* _Exercise brief_:
Among the records that follow, set down only the lines from the one containing "x=199, y=265" to the one containing "x=372, y=53", both included, exactly.

Natural-language object grounding data
---------------

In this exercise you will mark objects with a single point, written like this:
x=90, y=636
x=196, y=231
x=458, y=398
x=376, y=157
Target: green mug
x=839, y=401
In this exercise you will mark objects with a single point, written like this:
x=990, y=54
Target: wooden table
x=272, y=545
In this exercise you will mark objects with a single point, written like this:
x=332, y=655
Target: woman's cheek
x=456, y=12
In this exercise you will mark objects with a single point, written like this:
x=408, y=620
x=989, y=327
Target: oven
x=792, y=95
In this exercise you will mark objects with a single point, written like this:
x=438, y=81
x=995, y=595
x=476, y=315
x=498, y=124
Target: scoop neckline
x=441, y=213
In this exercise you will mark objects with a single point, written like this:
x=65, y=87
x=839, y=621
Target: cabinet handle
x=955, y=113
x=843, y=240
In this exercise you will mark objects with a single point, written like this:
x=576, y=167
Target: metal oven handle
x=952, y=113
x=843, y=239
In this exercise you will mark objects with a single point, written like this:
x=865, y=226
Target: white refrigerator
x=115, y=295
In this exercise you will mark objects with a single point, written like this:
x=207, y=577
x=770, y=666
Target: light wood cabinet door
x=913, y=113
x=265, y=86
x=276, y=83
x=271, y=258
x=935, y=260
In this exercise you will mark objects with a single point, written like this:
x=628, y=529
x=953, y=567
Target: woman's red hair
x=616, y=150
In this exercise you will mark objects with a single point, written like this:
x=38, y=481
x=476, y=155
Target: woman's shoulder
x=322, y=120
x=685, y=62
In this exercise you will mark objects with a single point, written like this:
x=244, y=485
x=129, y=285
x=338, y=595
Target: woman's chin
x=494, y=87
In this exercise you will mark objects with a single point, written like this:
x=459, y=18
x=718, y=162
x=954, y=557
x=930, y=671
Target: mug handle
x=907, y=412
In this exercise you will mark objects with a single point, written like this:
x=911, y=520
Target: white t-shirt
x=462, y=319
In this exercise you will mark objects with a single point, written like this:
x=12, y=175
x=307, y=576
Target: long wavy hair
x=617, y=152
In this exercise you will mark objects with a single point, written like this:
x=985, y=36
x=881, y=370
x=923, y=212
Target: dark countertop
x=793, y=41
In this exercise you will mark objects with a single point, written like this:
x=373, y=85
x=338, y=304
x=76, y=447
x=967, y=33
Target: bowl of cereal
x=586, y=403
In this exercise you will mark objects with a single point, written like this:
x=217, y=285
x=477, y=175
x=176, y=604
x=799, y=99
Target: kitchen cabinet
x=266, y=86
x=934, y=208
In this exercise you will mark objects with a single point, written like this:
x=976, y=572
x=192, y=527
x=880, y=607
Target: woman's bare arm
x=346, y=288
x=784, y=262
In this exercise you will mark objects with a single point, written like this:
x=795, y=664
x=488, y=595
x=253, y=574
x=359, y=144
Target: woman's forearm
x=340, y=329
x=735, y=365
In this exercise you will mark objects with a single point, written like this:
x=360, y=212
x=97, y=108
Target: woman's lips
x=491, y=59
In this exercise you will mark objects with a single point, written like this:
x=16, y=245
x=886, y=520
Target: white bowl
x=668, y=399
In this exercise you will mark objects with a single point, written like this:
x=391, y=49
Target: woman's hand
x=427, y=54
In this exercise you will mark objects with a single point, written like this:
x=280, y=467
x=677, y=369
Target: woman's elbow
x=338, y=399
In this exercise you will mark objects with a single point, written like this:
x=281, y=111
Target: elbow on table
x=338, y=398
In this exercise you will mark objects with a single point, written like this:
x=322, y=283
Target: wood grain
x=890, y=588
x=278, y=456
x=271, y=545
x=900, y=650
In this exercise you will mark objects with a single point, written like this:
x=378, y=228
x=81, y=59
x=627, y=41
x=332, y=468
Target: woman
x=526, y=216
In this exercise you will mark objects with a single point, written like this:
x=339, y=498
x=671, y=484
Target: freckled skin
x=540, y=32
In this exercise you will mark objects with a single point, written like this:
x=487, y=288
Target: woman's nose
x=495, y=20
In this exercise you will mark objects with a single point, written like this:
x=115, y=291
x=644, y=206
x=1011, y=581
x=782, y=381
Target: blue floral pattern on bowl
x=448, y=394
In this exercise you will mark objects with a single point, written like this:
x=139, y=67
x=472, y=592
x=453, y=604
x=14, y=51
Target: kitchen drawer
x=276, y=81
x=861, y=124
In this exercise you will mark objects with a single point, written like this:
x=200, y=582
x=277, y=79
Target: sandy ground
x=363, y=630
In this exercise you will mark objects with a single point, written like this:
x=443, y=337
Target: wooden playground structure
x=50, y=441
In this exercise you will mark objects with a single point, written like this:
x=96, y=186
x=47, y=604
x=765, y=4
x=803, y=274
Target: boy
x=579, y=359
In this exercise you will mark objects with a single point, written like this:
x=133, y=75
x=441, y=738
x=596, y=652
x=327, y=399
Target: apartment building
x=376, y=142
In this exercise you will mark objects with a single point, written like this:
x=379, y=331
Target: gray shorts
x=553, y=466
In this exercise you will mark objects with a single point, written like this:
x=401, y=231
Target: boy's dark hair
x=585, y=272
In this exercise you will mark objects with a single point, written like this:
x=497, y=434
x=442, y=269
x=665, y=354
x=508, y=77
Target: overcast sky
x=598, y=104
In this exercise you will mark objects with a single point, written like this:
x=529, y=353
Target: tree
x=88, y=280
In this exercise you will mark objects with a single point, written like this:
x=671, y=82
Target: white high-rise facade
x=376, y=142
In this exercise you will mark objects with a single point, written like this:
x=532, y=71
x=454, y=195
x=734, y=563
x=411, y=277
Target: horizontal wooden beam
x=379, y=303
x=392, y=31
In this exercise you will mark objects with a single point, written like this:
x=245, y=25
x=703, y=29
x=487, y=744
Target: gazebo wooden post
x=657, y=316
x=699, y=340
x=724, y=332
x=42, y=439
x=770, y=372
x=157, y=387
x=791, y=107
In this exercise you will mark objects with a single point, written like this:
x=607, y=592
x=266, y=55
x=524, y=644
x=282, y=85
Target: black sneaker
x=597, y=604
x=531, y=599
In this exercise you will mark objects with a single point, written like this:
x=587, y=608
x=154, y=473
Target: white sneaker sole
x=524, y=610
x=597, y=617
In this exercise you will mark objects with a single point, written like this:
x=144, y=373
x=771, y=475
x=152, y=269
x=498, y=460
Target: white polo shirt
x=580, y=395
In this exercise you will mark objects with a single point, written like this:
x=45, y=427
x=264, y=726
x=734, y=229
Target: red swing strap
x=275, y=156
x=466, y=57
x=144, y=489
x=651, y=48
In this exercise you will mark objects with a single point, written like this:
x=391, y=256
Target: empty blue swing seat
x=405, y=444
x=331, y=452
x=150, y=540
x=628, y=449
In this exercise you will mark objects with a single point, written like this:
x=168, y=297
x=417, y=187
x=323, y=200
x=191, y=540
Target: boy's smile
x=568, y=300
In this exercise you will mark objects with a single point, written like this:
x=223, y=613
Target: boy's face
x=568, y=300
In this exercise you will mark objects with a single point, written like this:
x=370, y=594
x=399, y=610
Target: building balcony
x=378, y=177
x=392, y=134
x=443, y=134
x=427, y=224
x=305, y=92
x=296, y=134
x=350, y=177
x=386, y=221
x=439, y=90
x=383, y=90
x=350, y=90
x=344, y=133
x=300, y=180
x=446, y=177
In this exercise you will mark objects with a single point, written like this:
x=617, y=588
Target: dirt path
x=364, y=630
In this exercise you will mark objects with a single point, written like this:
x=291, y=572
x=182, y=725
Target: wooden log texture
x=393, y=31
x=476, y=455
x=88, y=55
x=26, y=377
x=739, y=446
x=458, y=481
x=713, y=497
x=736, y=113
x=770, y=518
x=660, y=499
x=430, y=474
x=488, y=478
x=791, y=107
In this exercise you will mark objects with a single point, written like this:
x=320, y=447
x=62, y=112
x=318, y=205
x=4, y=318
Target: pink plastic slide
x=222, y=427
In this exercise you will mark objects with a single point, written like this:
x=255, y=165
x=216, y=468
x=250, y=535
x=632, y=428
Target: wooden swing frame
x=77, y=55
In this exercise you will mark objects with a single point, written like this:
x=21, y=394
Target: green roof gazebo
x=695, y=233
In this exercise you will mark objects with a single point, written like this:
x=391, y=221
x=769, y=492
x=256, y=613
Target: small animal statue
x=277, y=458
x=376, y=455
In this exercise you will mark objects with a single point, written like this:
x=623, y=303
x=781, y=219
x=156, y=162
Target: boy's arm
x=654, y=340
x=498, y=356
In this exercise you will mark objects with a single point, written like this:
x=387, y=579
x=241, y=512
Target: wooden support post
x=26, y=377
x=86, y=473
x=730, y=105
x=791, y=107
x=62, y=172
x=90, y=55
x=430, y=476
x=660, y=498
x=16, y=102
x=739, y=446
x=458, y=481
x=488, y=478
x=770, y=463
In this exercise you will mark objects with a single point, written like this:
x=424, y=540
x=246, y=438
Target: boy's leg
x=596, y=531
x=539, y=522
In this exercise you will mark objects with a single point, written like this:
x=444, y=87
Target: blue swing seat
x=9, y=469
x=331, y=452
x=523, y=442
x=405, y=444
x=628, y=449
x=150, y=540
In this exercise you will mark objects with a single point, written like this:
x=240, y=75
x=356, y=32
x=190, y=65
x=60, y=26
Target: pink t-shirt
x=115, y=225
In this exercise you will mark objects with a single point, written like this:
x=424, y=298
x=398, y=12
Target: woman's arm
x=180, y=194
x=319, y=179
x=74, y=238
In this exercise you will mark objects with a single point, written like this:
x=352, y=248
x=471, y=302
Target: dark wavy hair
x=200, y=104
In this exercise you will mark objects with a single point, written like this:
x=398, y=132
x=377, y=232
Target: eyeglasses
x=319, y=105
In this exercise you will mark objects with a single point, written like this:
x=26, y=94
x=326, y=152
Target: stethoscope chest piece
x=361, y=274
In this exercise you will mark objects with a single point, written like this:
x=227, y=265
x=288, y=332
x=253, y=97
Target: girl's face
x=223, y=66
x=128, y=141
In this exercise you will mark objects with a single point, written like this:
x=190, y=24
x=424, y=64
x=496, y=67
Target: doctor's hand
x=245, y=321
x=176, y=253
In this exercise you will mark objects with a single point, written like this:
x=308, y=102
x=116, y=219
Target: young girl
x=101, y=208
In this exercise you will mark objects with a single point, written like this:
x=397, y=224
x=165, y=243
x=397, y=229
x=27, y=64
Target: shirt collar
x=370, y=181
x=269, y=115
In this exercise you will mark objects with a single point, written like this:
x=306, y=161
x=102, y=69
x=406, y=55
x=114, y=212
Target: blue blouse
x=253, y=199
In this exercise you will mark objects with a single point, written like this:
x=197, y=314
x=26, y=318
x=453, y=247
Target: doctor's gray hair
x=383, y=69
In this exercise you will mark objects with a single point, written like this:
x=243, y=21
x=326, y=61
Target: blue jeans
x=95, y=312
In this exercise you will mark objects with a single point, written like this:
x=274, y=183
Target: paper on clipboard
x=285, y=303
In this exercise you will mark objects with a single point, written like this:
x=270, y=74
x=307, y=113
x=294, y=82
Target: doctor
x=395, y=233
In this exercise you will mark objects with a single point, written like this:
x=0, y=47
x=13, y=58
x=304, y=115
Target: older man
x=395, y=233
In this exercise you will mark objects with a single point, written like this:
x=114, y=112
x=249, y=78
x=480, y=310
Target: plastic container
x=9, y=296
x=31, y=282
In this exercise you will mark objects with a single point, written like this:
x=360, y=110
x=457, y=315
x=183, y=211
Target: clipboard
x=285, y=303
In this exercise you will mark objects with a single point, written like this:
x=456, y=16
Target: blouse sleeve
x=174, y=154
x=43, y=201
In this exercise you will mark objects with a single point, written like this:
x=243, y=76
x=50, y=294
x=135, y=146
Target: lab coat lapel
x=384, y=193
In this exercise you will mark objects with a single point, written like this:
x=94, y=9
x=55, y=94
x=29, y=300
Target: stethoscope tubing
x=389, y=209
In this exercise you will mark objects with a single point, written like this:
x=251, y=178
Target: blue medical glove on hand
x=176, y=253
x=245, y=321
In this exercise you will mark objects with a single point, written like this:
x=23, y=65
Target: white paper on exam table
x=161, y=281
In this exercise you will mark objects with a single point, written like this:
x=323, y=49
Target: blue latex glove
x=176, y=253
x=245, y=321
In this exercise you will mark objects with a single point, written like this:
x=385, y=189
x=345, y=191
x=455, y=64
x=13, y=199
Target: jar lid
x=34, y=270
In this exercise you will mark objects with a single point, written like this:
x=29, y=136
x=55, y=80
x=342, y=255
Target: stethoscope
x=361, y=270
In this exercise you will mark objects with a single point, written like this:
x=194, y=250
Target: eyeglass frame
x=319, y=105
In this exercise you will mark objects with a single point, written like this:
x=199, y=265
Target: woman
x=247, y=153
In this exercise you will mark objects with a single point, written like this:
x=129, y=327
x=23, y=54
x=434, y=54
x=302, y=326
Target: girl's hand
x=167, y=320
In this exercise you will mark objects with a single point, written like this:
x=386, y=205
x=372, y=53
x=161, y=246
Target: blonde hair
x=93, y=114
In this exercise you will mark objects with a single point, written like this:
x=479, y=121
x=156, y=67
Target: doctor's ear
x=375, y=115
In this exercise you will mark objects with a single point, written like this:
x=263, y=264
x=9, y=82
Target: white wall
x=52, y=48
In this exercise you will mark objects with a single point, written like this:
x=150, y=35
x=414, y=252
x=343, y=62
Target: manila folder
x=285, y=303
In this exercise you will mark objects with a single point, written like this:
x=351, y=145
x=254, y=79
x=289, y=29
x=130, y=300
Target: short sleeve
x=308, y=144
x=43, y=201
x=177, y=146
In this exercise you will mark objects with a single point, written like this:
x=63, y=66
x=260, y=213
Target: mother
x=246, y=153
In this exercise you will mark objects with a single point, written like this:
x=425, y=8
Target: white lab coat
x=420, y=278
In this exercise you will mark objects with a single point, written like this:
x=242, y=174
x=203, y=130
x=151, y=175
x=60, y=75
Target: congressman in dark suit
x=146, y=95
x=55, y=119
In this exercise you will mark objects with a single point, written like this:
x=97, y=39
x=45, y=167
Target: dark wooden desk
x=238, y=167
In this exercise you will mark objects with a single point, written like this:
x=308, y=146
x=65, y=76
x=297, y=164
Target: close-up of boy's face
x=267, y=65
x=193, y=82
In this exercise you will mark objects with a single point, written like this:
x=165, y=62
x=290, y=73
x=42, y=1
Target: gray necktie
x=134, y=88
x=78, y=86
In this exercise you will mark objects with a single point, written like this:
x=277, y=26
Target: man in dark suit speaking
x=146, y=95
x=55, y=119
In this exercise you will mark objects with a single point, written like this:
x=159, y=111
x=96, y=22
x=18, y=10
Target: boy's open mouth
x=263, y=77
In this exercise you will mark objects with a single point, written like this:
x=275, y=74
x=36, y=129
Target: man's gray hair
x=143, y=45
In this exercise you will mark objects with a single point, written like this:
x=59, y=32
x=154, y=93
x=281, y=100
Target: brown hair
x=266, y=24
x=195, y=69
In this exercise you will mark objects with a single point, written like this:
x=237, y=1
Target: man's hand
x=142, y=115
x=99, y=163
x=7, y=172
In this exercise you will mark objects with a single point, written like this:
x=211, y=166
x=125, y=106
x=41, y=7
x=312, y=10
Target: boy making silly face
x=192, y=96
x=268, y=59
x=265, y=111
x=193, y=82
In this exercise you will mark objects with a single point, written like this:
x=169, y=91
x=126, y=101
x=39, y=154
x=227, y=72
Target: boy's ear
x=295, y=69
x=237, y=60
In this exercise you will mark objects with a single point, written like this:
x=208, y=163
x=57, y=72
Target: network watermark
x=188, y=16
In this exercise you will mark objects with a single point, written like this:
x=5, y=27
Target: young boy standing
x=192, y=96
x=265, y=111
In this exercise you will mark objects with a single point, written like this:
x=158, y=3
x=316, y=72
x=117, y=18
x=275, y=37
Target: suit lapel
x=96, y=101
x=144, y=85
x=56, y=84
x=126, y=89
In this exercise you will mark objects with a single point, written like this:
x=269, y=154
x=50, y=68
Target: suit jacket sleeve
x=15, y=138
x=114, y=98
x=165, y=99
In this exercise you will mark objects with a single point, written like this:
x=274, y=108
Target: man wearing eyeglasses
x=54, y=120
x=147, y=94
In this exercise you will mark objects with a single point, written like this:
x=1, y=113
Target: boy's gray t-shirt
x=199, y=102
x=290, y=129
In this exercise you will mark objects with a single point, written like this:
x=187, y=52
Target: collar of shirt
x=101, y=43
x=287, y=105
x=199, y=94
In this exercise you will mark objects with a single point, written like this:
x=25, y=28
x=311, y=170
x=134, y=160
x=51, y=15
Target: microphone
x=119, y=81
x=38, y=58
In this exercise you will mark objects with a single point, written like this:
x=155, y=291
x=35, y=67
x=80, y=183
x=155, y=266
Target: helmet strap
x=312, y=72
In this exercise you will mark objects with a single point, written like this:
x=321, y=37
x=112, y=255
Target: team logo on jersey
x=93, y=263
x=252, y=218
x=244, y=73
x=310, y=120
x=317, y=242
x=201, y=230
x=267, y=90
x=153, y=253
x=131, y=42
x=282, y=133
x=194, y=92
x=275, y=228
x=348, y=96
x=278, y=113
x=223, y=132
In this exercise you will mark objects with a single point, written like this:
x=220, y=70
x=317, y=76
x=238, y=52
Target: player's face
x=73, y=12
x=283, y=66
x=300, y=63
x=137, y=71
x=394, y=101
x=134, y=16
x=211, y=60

---------------

* _Final answer_:
x=199, y=265
Target: woman
x=247, y=153
In this exercise you will mark objects with a single point, written like this:
x=129, y=327
x=23, y=54
x=434, y=54
x=302, y=326
Target: girl's hand
x=167, y=320
In this exercise you will mark objects with a single point, written like this:
x=386, y=205
x=372, y=53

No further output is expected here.